Reproduce the part of the Semantic Web services requirements text that begins at the words "Meta properties" and stops after "a user community)".

* [Reading text]
++++++++++++++++++++

2 General Requirements

This group of requirements is intended to help choose the formalisms necessary to support the functional requirements of Semantic Web services. Examples of such requirements are the particular aspects of the logic languages that might be required, e.g., will first-order logic suffice? will the language include non-monotonic defaults? meta-reasoning? What style of process modeling will be required: Ontological in the style of PSL or in the logic-programming style, as in Concurrent Transaction Logic?

Most of the requirements in this category come from our analysis of the functional requirements mentioned above. Others are motivated by the work on defining the upper ontology of semantic services.

General Language Properties

• declarative semantics, in the typical sense used in knowledge representation where the meaning may be expressed in a logical framework that establishes overall principles of what conclusions are sancitoned from a set of premises
• compositional in that language constructs may be put together in an order-independent manner
• extensible in that the language can grow for example in ways described in W3C's Extensible Languages Note.
  

Expressive Power

• interface descriptions
• functional and behavioural specifications of component software
• simple workflow descriptions
• incomplete service specifications (that may evolve incrementally)
• constraints
• temporal constraint satisfaction
• exceptions
• plans and planning domains
• scheduling
• security issues (ownership, permissions, trusted boundaries, ...)
• policies
• hypothetical scenarios (what-if reasoning)
• compositions of sub-activities (where the sub-activities may have various constraints)
  

Meta properties

• understandable by a broad range of practitioners
  
• usable tools should be able to be written by a broad range of practitioners (thus enabling the quick assembly of critical mass and a user community)
• integrated with existing semantic web and industry standards, e.g.,  OWL-S, OWL, RDF, XML, SOAP, WSDL, BPEL, PSL
• able to address the knowledge representation and programming language aspects of web services
• interoperable with automated reasoning techniques
• capable of linking to remote service specifications
• capable of supporting analysis
• capable of interoperating with programs that can execute a (partial or complete) process model
• capable of supporting multi-party activities across organizational boundaries
• capable of supporting lifecycle management and process control
• capable of supporting the specification of taxonomies of services and service descriptions including the notions of cost, owners, resource requirements, payment mechanisms, etc.
• capable of importing external ontologies (e.g., time, cost, e-commerce, geospatial, etc.)
• a general extendible annotation mechanism

3 Process Modeling

Requirements

A semantic web service description is a representation of a web service which describes the activity it performs. It may be composed of any number of subactivities where the description is useful. An activity occurs over a time interval delineated by its begin and end time points. A set of constraints of various types may be expressed between domain objects and the activity, its subactivities and their associated timepoints. These may include the following:

• Ordering and temporal constraints
  • Simple workflows
  • Iterated processes
  • Duration constraints
  • Concurrency
  • Conversations
• State constraints
  • World state conditions, inputs, and outputs, epistemic states of actors
  • Preconditions and effects
  • Conditional processes
• Resource constraints
• Composition
  • Process decomposition (e.g., subactivities)

++++++++++++++++++++

* [Recorded data]
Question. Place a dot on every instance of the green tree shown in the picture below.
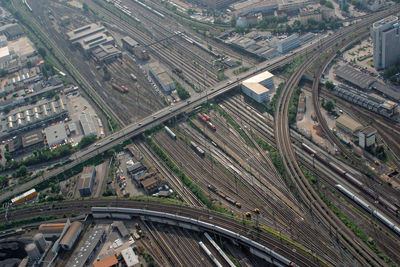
(329, 106)
(85, 7)
(7, 155)
(22, 171)
(42, 52)
(329, 85)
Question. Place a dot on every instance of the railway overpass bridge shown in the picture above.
(272, 247)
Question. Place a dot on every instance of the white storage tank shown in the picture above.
(40, 242)
(32, 251)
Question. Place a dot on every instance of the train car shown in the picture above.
(24, 197)
(388, 205)
(369, 209)
(206, 117)
(118, 88)
(170, 133)
(308, 149)
(211, 126)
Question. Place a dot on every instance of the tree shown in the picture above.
(7, 155)
(329, 85)
(85, 7)
(42, 52)
(329, 106)
(22, 171)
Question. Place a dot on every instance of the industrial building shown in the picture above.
(87, 125)
(86, 181)
(71, 236)
(383, 107)
(365, 82)
(106, 53)
(348, 125)
(367, 137)
(90, 37)
(93, 239)
(251, 7)
(215, 4)
(386, 38)
(30, 194)
(258, 87)
(130, 258)
(11, 31)
(31, 117)
(55, 135)
(51, 230)
(288, 43)
(129, 44)
(25, 143)
(120, 226)
(110, 261)
(161, 77)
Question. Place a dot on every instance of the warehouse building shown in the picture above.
(259, 86)
(110, 261)
(55, 135)
(70, 237)
(288, 43)
(367, 137)
(129, 44)
(51, 230)
(90, 37)
(28, 195)
(11, 31)
(161, 77)
(130, 258)
(93, 239)
(348, 125)
(120, 226)
(106, 53)
(86, 181)
(87, 124)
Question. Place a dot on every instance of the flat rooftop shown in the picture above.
(84, 31)
(254, 83)
(354, 76)
(83, 253)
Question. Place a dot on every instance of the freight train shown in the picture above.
(369, 209)
(349, 177)
(256, 248)
(118, 88)
(206, 119)
(170, 133)
(219, 193)
(197, 149)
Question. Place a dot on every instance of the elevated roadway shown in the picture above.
(183, 216)
(165, 114)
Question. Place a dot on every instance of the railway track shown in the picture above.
(299, 256)
(167, 54)
(310, 238)
(75, 72)
(282, 134)
(174, 181)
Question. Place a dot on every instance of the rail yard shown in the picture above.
(189, 133)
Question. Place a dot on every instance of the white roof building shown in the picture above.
(130, 257)
(259, 86)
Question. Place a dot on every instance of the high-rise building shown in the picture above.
(386, 38)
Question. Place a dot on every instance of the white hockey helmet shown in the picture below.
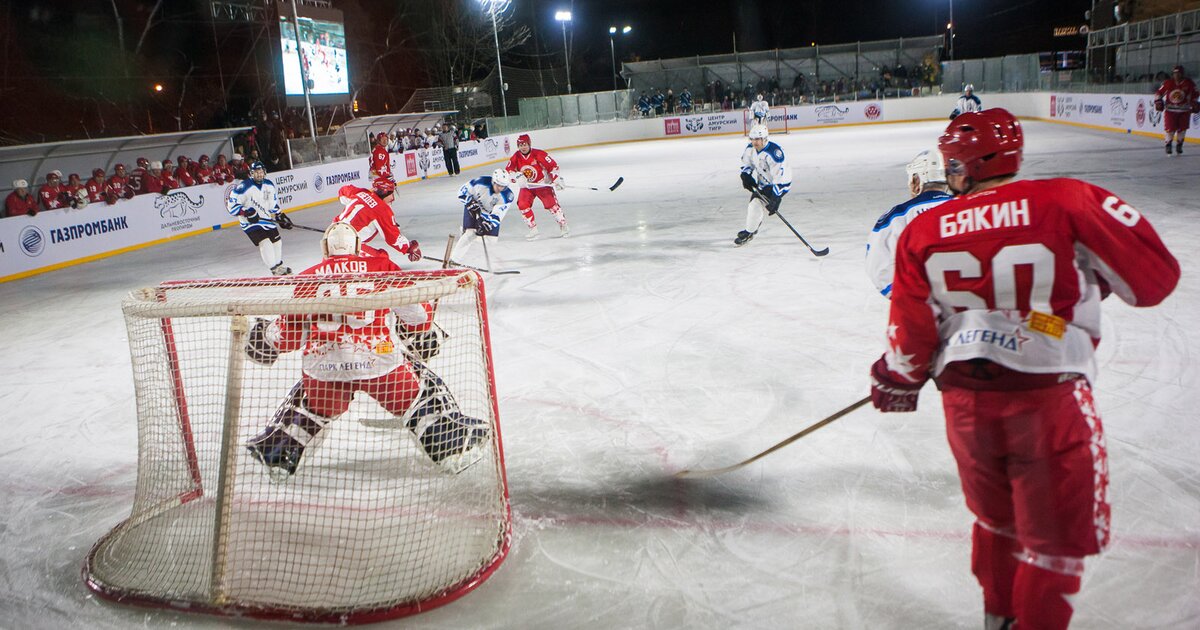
(340, 239)
(928, 166)
(503, 178)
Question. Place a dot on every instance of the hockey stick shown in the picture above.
(615, 185)
(443, 261)
(765, 202)
(700, 474)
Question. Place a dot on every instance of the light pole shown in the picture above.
(612, 47)
(563, 17)
(499, 70)
(951, 25)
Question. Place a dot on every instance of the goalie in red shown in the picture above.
(997, 298)
(379, 353)
(370, 214)
(541, 177)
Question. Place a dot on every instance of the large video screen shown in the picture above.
(323, 49)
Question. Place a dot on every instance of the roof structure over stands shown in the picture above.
(34, 161)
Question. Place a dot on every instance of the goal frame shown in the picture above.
(282, 613)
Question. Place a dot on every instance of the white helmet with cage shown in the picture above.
(340, 239)
(503, 178)
(928, 166)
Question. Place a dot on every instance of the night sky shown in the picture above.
(667, 28)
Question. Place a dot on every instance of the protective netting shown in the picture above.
(369, 526)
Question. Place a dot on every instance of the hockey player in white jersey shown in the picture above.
(759, 109)
(967, 102)
(766, 174)
(928, 187)
(257, 207)
(485, 201)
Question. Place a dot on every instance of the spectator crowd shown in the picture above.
(148, 178)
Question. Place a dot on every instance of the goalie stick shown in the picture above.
(780, 215)
(615, 185)
(701, 474)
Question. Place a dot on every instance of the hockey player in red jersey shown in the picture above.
(370, 214)
(1177, 99)
(379, 353)
(381, 162)
(997, 299)
(51, 195)
(541, 180)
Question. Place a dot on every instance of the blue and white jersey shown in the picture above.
(249, 198)
(496, 204)
(768, 167)
(881, 245)
(760, 108)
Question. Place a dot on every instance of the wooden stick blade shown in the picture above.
(700, 474)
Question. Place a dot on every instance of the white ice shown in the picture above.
(647, 343)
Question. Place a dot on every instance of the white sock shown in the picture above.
(755, 211)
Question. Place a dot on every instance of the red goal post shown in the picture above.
(778, 120)
(367, 528)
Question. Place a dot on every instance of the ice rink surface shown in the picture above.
(647, 343)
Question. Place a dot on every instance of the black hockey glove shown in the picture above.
(748, 181)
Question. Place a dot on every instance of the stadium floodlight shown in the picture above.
(612, 48)
(563, 17)
(499, 71)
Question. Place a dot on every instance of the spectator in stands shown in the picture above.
(19, 202)
(450, 149)
(184, 173)
(118, 186)
(168, 175)
(95, 186)
(52, 195)
(153, 181)
(239, 168)
(77, 196)
(203, 173)
(685, 101)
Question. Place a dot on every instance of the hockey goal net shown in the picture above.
(777, 120)
(367, 526)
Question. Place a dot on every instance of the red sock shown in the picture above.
(994, 562)
(1041, 598)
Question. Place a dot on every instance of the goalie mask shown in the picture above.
(928, 166)
(340, 239)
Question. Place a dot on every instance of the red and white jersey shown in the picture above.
(95, 190)
(381, 162)
(52, 197)
(537, 167)
(371, 216)
(347, 346)
(1177, 96)
(1015, 275)
(136, 180)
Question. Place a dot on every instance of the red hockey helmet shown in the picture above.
(983, 144)
(383, 186)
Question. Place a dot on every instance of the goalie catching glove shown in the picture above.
(889, 395)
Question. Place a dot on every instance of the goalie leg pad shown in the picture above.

++++++++++++++++++++

* [Exercise result]
Meta properties

• understandable by a broad range of practitioners
  
• usable tools should be able to be written by a broad range of practitioners (thus enabling the quick assembly of critical mass and a user community)